> **Exercise task**
Transcribe the records below exactly as they appear, omitting any pictures.

** Begin **

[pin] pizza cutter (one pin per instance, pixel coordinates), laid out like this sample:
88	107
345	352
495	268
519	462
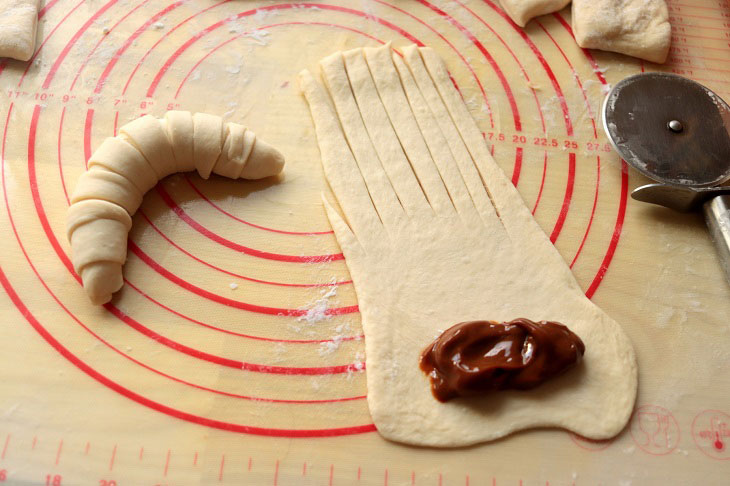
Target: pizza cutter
676	132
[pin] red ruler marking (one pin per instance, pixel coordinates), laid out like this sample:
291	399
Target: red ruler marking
167	463
111	460
58	452
7	437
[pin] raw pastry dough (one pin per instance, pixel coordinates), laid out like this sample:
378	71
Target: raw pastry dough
522	11
18	21
421	263
638	28
124	167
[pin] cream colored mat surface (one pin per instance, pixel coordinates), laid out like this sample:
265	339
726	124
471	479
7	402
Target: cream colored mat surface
234	353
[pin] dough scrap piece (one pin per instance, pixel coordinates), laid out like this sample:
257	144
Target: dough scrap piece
18	23
420	273
522	11
638	28
124	167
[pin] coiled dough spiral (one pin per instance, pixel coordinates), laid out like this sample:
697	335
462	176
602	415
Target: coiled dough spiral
124	167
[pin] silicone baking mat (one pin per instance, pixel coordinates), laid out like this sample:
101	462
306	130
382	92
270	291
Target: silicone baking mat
234	353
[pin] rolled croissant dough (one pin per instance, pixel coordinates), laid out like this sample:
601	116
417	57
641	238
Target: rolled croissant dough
18	21
421	263
638	28
124	167
522	11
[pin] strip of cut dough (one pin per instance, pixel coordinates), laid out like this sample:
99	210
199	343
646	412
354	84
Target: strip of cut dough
18	23
123	168
431	270
638	28
522	11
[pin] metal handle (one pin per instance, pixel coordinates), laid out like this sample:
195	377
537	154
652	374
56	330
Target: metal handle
717	217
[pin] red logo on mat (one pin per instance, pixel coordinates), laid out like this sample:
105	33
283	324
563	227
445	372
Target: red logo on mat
711	433
655	430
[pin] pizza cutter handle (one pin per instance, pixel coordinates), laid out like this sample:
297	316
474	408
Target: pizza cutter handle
717	217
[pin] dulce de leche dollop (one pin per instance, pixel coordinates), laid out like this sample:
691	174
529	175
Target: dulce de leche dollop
478	357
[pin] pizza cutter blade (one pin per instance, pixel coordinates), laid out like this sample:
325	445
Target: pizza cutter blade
676	132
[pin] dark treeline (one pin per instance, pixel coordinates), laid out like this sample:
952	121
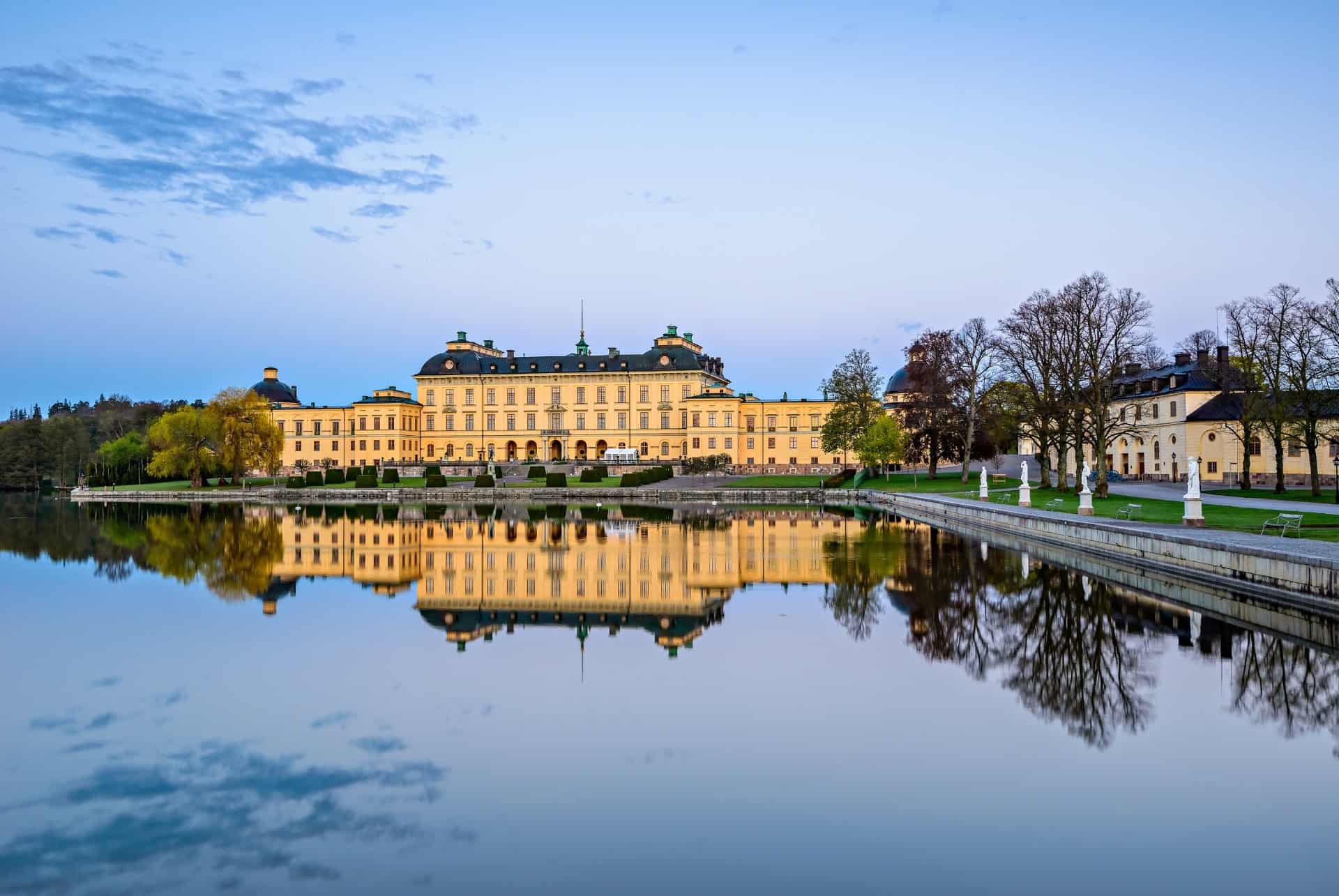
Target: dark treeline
58	445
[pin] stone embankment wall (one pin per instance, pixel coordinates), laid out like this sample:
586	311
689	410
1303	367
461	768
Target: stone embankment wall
1222	559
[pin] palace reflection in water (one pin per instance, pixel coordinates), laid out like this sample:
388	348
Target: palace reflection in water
1075	650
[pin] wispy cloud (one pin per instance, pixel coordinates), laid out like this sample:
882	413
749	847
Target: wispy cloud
221	151
335	236
317	87
381	211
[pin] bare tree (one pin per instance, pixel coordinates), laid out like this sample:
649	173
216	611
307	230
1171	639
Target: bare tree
1112	328
1027	347
1197	342
976	367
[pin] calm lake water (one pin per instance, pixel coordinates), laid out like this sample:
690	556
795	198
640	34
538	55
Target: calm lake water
603	701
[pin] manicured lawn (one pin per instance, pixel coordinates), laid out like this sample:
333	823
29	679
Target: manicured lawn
573	483
1157	510
1291	494
943	484
784	481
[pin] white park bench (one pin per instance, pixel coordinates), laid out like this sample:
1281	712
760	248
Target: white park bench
1285	523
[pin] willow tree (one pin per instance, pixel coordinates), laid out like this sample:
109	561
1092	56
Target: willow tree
184	443
248	437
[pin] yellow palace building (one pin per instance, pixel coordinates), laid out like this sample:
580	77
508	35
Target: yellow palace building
476	404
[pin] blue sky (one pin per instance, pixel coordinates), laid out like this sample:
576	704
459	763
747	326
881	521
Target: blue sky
189	197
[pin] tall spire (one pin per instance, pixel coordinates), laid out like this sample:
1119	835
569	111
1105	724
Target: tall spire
582	344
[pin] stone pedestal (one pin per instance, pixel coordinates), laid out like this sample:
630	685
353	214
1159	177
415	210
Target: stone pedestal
1193	515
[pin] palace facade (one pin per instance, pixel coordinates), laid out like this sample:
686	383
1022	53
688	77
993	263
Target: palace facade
476	404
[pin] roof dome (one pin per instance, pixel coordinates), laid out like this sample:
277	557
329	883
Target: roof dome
899	382
272	390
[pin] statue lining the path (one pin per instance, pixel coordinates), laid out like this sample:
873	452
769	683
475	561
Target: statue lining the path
1192	477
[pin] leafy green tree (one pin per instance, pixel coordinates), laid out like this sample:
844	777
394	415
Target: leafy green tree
248	437
852	388
883	443
185	443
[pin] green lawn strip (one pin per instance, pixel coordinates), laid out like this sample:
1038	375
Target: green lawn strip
573	483
944	484
1266	494
1170	512
773	483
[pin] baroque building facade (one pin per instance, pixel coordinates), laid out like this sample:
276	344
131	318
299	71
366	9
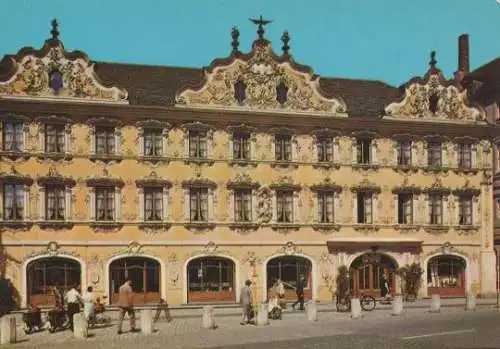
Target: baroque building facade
190	181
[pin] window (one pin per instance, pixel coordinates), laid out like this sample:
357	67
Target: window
434	154
465	211
13	136
284	206
365	208
197	144
153	142
405	209
404	153
153	204
198	204
55	138
435	209
464	154
325	207
363	151
105	203
241	146
283	148
13	202
325	150
243	205
105	141
55	203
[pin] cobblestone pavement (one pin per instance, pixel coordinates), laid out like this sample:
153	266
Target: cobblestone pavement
188	333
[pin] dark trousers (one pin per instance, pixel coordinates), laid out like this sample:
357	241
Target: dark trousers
300	300
73	308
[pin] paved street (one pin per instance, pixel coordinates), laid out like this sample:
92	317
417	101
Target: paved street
416	328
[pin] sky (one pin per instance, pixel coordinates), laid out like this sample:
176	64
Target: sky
387	40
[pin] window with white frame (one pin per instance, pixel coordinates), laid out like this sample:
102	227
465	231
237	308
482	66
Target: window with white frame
403	149
13	134
15	201
284	206
435	209
365	207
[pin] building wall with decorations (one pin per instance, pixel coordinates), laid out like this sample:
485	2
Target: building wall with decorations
191	181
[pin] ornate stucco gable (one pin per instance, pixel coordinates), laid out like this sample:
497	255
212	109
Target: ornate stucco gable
52	73
433	99
261	81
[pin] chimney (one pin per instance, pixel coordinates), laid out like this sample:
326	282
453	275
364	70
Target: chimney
463	53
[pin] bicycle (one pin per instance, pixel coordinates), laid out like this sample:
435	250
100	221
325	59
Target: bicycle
367	303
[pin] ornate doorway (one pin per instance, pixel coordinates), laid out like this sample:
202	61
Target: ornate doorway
446	276
367	270
46	273
288	269
211	279
145	276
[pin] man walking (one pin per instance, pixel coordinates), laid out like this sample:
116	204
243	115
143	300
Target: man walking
126	306
299	290
73	299
246	303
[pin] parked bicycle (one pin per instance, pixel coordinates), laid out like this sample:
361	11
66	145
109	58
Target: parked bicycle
368	303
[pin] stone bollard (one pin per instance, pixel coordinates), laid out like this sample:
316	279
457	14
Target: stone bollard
80	326
208	317
8	333
262	316
435	303
356	309
147	321
470	301
312	311
397	305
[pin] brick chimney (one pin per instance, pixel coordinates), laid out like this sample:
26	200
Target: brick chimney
463	58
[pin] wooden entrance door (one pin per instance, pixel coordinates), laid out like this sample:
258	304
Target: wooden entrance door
366	275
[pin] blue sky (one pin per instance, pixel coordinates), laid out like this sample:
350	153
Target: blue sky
388	40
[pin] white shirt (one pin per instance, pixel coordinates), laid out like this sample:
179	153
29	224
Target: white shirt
72	296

** End **

> **Written answer**
[pin] pizza cutter (one pin per instance, pixel coordinates), laid out like this sample:
88	107
345	352
495	268
519	462
Target: pizza cutter
676	132
[pin] red ruler marking (one pin per instance, pixel coordinates), laid out like this sample:
291	399
Target: red ruler marking
167	463
111	460
58	452
7	437
[pin] raw pastry dough (one pin per instance, pixel coordinates), laid out like this sample:
378	71
Target: raw pastry dough
522	11
18	21
421	263
638	28
124	167
[pin] cream colored mat surface (one pin per instance, pixel coordinates), laid out like this sample:
265	339
726	124
471	479
7	402
Target: cream colored mat surface
234	353
[pin] dough scrap piece (one pin per instance, pixel coordinates), laid out like this sample:
257	144
Target: dough scrap piece
18	23
420	273
522	11
638	28
124	167
[pin] coiled dough spiral (one pin per instance, pixel coordinates), laid out like this sample:
697	335
462	176
602	415
Target: coiled dough spiral
124	167
[pin] silicone baking mat (one pin per instance, pixel coordinates), laid out like this sample:
101	462
306	130
382	92
270	291
Target: silicone baking mat
234	353
[pin] rolled croissant dough (one pin per instance, pixel coordinates), laid out like this sample:
601	116
417	57
641	238
Target: rolled croissant dough
18	21
421	263
638	28
124	167
522	11
[pin] strip of cut dough (one pin per instance, pixel coordinates), laid out like this sample:
99	210
199	343
646	412
354	84
Target: strip of cut dough
18	23
123	168
431	270
638	28
522	11
[pin] metal handle (one pin per instance, pixel coordinates), laid out like this sample:
195	377
537	154
652	374
56	330
Target: metal handle
717	217
[pin] red logo on mat (one pin per instance, pixel coordinates), laid out like this sample:
105	33
283	324
563	227
445	372
Target: red logo on mat
711	433
655	430
[pin] pizza cutter handle (one pin per instance, pixel coordinates), laid out like this sample:
297	316
474	408
Target: pizza cutter handle
717	217
[pin] dulce de leche dollop (one pin per instance, pixel coordinates), laid out like this sample:
691	174
529	175
Target: dulce de leche dollop
478	357
[pin] pizza cutter blade (one pin per instance, pixel coordinates), laid out like this sample:
325	445
Target: pizza cutter blade
676	132
[pin] dark treeline (one pin per instance, pixel coordinates), laid out like this sample:
952	121
Target: dark treeline
58	445
[pin] stone embankment wall (one pin per instance, pixel coordinates), laid out like this sample:
586	311
689	410
1303	367
461	768
Target: stone embankment wall
1222	559
[pin] palace reflection in water (one pin per instance, pixel coordinates), laid out like this sample:
388	348
Target: palace reflection in water
1075	650
[pin] wispy cloud (one pin per instance, pixel coordinates), laid out like this sample:
882	413
749	847
Target: wispy cloud
221	151
335	236
317	87
381	211
[pin] bare tree (one pin per instance, pixel coordinates), laid out like this sample:
649	173
216	611
307	230
1171	639
Target: bare tree
1112	328
1027	347
1197	342
976	367
[pin] calm lake water (one pin per instance, pixel coordinates), laid out like this sample:
690	556
795	198
640	34
538	55
Target: calm lake water
603	701
[pin] manicured lawn (one pin per instance, pixel coordinates), laid out like this sample:
333	823
29	679
Target: manicured lawn
573	483
1157	510
1291	494
943	484
784	481
[pin] white park bench (one pin per instance, pixel coordinates), laid out like this sample:
1281	712
760	248
Target: white park bench
1285	523
[pin] willow tree (one pin per instance, pixel coordinates), laid out like this sample:
109	561
1092	56
Target: willow tree
184	443
248	437
[pin] yellow palace building (one pin per instance, pixel coordinates), laid out like this sample:
580	77
508	35
Target: yellow palace building
476	404
[pin] blue sky (one pin per instance, pixel coordinates), laid out like this sample:
576	704
459	763
747	326
881	521
Target: blue sky
189	197
[pin] tall spire (one pin per instance, pixel coordinates), laid out like this sample:
1119	835
569	111
1105	724
Target: tall spire
582	344
[pin] stone pedestal (one pin per instance, pixel coordinates), laid out like this sample:
630	685
353	214
1159	177
415	210
Target: stone pedestal
1193	515
[pin] palace facade (one pin per instance, pixel coordinates), laid out like this sample:
686	383
1022	53
688	77
993	263
Target: palace facade
476	404
[pin] roof dome (one pin per instance, pixel coordinates), laid out like this sample:
277	557
329	883
Target: roof dome
899	382
272	390
[pin] statue lining the path (one pin per instance, pixel coordinates), laid out like this sample:
873	452
769	683
475	561
Target: statue lining the path
1192	477
[pin] leafy green tree (one pin per instance, pixel coordinates), laid out like this sample:
844	777
394	415
Target: leafy green tree
248	437
852	388
883	443
185	443
[pin] green lawn strip (one pin per instance, pixel coordinates), laid out like this sample:
1038	375
Target: green lawn strip
573	483
944	484
1266	494
1170	512
773	483
[pin] baroque building facade (one pin per instance, pixel coordinates), laid out like this sample:
276	344
131	318
299	71
366	9
Target: baroque building facade
190	181
[pin] window (one pin per instance, pixel coordinates), laid out like this sample:
357	67
Target: window
434	154
465	211
13	136
284	206
365	208
197	144
153	142
405	209
404	153
153	204
198	204
55	138
435	209
464	154
325	207
363	151
105	203
241	146
283	148
13	202
325	150
243	205
105	141
55	203
[pin] cobblestone pavement (one pin per instance, pixel coordinates), laid out like this sample:
153	266
Target: cobblestone pavement
188	333
[pin] dark trousers (one pin per instance, pixel coordinates), laid out like this sample:
357	241
Target: dark trousers
300	300
73	308
[pin] paved street (one pin per instance, pixel coordinates), laid out like this sample:
92	317
417	101
Target: paved street
416	328
[pin] sky (one pin per instance, pixel coordinates), laid out like this sample:
176	64
Target: sky
387	40
[pin] window with white frame (one pin per instance, pixel coordinates), laid out like this sample:
102	227
465	231
237	308
482	66
Target: window with white frame
403	149
13	134
15	201
284	206
435	209
365	207
[pin] building wall with decorations (one pin per instance, pixel coordinates), laid out like this sample:
485	2
Target: building wall with decorations
191	181
[pin] ornate stucco gable (one pin per instance, pixel coordinates), laid out like this sample:
497	255
212	109
Target: ornate stucco gable
52	73
433	99
261	81
[pin] chimney (one pin per instance, pixel coordinates), laid out like this sample:
326	282
453	275
364	70
Target: chimney
463	53
[pin] bicycle (one pin per instance, pixel coordinates), laid out like this sample:
435	250
100	221
325	59
Target: bicycle
367	303
[pin] ornate doorway (one pin per instance, pixel coordinates), laid out like this sample:
202	61
Target: ornate doorway
446	276
367	270
46	273
288	269
211	279
145	276
[pin] man walking (one pin per instance, pixel coordinates), laid out like this sample:
116	204
243	115
143	300
Target: man walking
126	306
299	290
73	299
246	303
[pin] parked bicycle (one pin per instance, pixel coordinates), laid out like this sample:
361	11
66	145
109	58
Target: parked bicycle
368	303
[pin] stone bollard (one pin per instance, pixel coordinates), laid out like this sample:
316	279
457	14
Target: stone bollard
80	326
208	317
8	333
262	316
435	303
356	309
147	321
470	301
312	311
397	305
[pin] brick chimney (one pin per instance, pixel coordinates), laid out like this sample:
26	200
Target: brick chimney
463	58
[pin] wooden entrance door (one pin per instance, pixel coordinates), laid out like this sample:
258	304
Target: wooden entrance door
366	275
[pin] blue sky (one pin per instance, pixel coordinates), laid out like this sample:
350	153
Target: blue sky
388	40
[pin] white shirt (one pin per instance, pixel coordinates), laid out like this sample:
179	153
29	224
Target: white shirt
72	296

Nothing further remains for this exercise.